Directions for this task
Ignoring the pictures, copy the data exactly.

Records provided

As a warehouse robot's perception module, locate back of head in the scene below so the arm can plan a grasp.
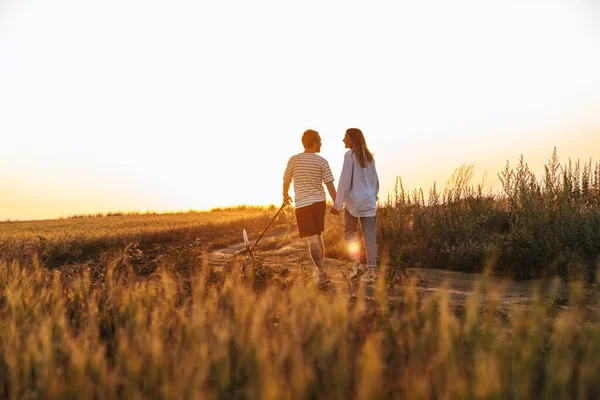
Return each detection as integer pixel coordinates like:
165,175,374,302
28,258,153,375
346,128,374,168
302,129,320,149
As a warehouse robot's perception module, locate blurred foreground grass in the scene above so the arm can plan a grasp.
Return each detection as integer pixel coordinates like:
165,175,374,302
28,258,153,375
1,254,598,399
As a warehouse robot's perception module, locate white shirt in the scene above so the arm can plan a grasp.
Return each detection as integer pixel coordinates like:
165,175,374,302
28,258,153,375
333,150,379,217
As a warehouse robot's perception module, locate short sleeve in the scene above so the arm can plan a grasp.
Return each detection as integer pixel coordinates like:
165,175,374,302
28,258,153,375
322,160,334,184
283,158,293,183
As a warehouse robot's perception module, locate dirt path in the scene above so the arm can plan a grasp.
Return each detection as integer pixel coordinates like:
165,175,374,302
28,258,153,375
209,232,574,309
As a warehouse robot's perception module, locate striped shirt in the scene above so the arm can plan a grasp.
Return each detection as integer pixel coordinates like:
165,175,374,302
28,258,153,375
283,153,335,209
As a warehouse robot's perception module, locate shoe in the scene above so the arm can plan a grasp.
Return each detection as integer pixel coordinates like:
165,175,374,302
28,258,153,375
361,270,376,284
315,272,330,287
349,263,365,279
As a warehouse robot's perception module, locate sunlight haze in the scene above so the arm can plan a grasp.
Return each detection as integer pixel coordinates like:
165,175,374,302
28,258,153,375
1,0,599,220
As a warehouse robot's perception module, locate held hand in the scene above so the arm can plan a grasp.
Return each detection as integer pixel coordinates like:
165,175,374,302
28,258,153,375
283,194,293,206
329,207,340,216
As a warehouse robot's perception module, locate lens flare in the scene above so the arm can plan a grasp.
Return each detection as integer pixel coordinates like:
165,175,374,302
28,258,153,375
347,242,360,255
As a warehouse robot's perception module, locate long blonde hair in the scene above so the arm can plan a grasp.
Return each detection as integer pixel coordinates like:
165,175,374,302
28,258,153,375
347,128,374,168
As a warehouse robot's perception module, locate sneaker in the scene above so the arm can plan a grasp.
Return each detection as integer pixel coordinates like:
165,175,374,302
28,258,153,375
349,264,365,279
315,272,330,287
361,270,376,284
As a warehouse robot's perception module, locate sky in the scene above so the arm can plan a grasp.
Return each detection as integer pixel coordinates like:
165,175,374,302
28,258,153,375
1,0,599,220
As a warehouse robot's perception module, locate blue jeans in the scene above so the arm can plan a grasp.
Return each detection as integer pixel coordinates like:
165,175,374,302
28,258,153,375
344,209,377,267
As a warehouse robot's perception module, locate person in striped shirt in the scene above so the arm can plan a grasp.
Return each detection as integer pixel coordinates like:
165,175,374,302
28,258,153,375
283,129,337,287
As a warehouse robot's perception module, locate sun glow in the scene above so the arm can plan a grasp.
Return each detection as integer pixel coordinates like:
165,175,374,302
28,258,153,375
1,1,599,220
347,242,361,256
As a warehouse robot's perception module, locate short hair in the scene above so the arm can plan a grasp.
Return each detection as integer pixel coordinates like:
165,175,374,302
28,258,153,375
301,129,320,149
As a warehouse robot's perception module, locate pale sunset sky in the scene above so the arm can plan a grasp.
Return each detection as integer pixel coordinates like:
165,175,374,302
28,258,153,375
1,1,599,220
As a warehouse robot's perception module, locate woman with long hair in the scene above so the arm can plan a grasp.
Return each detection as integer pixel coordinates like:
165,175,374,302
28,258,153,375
330,128,379,283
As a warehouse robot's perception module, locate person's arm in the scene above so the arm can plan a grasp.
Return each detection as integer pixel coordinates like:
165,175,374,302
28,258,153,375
321,159,336,204
332,152,353,212
283,158,293,204
282,181,292,205
375,162,380,202
326,181,337,204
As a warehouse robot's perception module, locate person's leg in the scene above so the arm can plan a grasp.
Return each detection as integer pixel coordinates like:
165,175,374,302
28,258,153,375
317,234,325,264
360,215,377,281
344,209,359,260
314,201,326,265
306,234,325,274
344,209,363,277
360,216,377,268
298,202,328,285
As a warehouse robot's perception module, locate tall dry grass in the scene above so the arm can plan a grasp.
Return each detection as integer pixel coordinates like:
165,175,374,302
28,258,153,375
1,255,598,399
379,148,600,280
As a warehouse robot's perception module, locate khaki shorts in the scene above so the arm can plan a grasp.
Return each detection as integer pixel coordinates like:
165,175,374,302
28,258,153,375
295,201,326,238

Solution below
As a warehouse robot's perception module, locate back of head in the scene below so the arm can plan a grasp.
Return each detection as integer pixel coordinates like:
165,175,374,302
28,258,153,375
346,128,374,168
302,129,320,149
As a warehouse robot's perception module, locate blurred foreground grass in the scene above so the arm can plan a grasp.
Return each detection as integer pixel coordinates like:
165,175,374,302
28,258,153,375
1,254,598,399
As a warehouse robot's perception module, locate white shirt in the scene above so the arm can plan a grasp.
Return each detection as integer pixel coordinates like:
165,175,374,302
28,258,153,375
333,150,379,217
As a warehouse robot's perception module, locate short sleeve in the scene above so the arm can plan a grasp.
Return each detection as integer pixel coordinates like:
165,175,374,302
28,258,153,375
322,160,334,184
283,158,293,183
As a warehouse robot's perception module, locate dirt path in the scene above so the arm can plan a grasp.
Return each detection as integer pixel coordinates like:
165,175,374,302
28,258,153,375
209,232,574,309
As a warehouse robot's perception module, locate striped shirt in the scene above so the arm can plan a grasp.
Return each detection as integer pixel coordinates like:
165,175,374,302
28,258,153,375
283,153,335,209
As a warehouse robot's perception module, locate shoe in the scene above so the arm can plan a grasp.
Return each detection as integer pixel coordinates like:
165,175,374,302
28,258,153,375
361,270,376,284
315,272,330,287
349,263,365,279
As a warehouse robot's perception module, locate sunlight haze in the scene above so the arm can plan a grasp.
Return each detection as integer pixel coordinates like:
165,175,374,302
28,258,153,375
1,0,599,220
As a warehouse robot's perception module, locate held hand in the scene above so the arm can plan a grasp.
Return each detection as integer pixel coordinates like:
165,175,374,302
28,258,153,375
283,194,293,206
329,207,340,216
As a warehouse robot's perception module, locate lens flare in the scene above so the arm can plan a grasp.
Return each detection as integer pixel coordinates like:
165,175,374,302
28,258,153,375
347,242,360,255
As a warehouse robot's perception module, locate long blonde hair in the scene above so the arm can plan a grasp.
Return each detection as integer pixel coordinates like:
165,175,374,302
28,258,153,375
347,128,374,168
As a warehouse robot's perception module, locate sneaker in the scene above so the arm can plan a grasp.
Return each detection as integer pixel coordinates like:
165,175,374,302
28,258,153,375
349,264,365,279
315,272,330,287
361,270,376,284
As a warehouse robot's perception module, locate sky in the scene above so the arm can plan a grasp.
Return each detection as integer pixel coordinates like:
165,175,374,302
28,258,153,375
1,0,599,220
As a warehouse robot's perception module, locate blue jeans in the scene above so the arm can plan a grasp.
Return each detection as integer pixel coordinates like:
165,175,374,302
28,258,153,375
344,209,377,267
As a warehouse robot's perception module, locate person in striped shirt in the scene above so the arm can plan a grasp.
Return each detection as integer pixel coordinates like:
165,175,374,302
28,258,153,375
283,129,337,287
As a warehouse robot's perception module, locate sun glow in the scene above so the arm can plan a grasp.
Return each detection as integer pixel coordinates like:
165,175,374,302
28,258,153,375
1,1,599,220
347,242,361,256
As a warehouse robot's perception module, locate short hair in the scene above so the arm can plan a grasp.
Return each detection as integer pixel coordinates like:
165,175,374,302
28,258,153,375
301,129,320,149
As a warehouse robot's perception module, locate pale sunset sky in the scene above so the arm can plan a grasp.
Return each detection as integer pixel coordinates like:
165,175,374,302
28,258,153,375
1,1,599,220
As a warehouse robot's perception module, locate woman with long hair in the scene above so the arm can plan a grasp.
Return each detection as integer pixel coordinates like:
165,175,374,302
28,258,153,375
330,128,379,283
As a warehouse robot's perception module, locate person's arm in the scene above so the arm can plan a grasp.
Return each detection as integer pixel coordinates like:
165,175,374,302
28,258,153,375
321,159,336,204
332,152,353,212
283,158,293,204
282,181,292,205
375,162,380,202
326,181,337,204
As a warehouse robot's perception module, locate person's leg in the scene above so the arm can plan a grasp.
Return each detection as integer pixel coordinates like:
165,175,374,302
28,258,153,375
317,234,325,264
360,215,377,281
344,209,359,260
314,201,326,265
306,234,325,274
344,209,363,277
360,216,377,268
298,202,328,285
As a warehouse robot's perception module, locate tall dry grass in the scene above so the arm can plan a grasp.
Return each detection as integer pixel coordinates like:
165,175,374,302
28,258,153,375
1,255,598,399
379,148,600,280
As a warehouse robot's perception module, locate khaki shorts in the scene above so the arm can plan a grasp.
Return each detection as integer pixel coordinates like:
165,175,374,302
28,258,153,375
295,201,326,238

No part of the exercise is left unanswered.